Data extracted from a collection
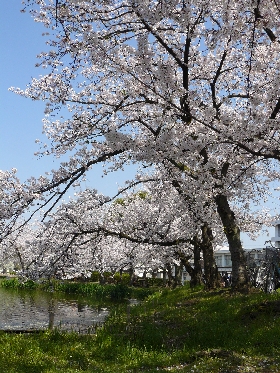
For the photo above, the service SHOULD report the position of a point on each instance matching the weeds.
(173, 330)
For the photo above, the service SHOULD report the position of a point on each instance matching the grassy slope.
(177, 330)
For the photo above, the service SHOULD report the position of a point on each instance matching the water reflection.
(21, 310)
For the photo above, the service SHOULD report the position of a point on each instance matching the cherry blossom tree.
(191, 87)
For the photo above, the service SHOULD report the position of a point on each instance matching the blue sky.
(21, 119)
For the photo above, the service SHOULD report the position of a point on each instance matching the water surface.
(22, 310)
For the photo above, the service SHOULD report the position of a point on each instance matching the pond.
(22, 310)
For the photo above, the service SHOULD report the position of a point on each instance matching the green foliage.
(178, 330)
(117, 278)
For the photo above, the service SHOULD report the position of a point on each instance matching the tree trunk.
(232, 231)
(196, 271)
(169, 274)
(211, 274)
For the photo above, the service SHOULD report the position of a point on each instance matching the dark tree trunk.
(232, 231)
(211, 274)
(194, 271)
(169, 274)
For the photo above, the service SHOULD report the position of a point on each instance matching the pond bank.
(174, 330)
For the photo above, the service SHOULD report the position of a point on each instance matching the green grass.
(173, 331)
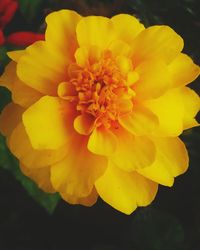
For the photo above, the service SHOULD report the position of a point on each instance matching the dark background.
(171, 222)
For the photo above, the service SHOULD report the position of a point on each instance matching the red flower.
(7, 11)
(24, 38)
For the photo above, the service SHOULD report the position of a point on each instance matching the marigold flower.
(98, 107)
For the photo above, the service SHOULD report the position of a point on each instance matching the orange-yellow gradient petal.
(97, 108)
(125, 191)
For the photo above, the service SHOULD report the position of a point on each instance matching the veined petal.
(140, 121)
(154, 79)
(49, 123)
(41, 176)
(102, 142)
(125, 191)
(54, 69)
(157, 41)
(30, 157)
(86, 201)
(76, 173)
(95, 31)
(21, 93)
(171, 161)
(191, 104)
(61, 32)
(127, 27)
(9, 118)
(183, 70)
(133, 152)
(169, 110)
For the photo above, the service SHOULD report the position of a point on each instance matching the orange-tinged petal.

- Required work
Only the lines from the one with "the marigold flower." through the last line above should be restated, word for word.

- Answer section
For the photo above, the service SHOULD report the position of a point on each instance matching the marigold flower.
(98, 107)
For the photo above, the service SHOULD report the position of a point on each instance matching the orange-yellow gradient petal.
(97, 108)
(125, 191)
For the photo above, the service SHOULD report the position of a point on each instance matching the veined petal.
(140, 121)
(154, 79)
(49, 123)
(41, 176)
(102, 142)
(125, 191)
(54, 69)
(157, 41)
(30, 157)
(86, 201)
(76, 173)
(95, 31)
(21, 93)
(171, 161)
(191, 104)
(61, 32)
(127, 27)
(9, 118)
(183, 70)
(133, 152)
(169, 110)
For the photo above, the service SHOULD report the position of a point on each instance matching the orange-tinged petal.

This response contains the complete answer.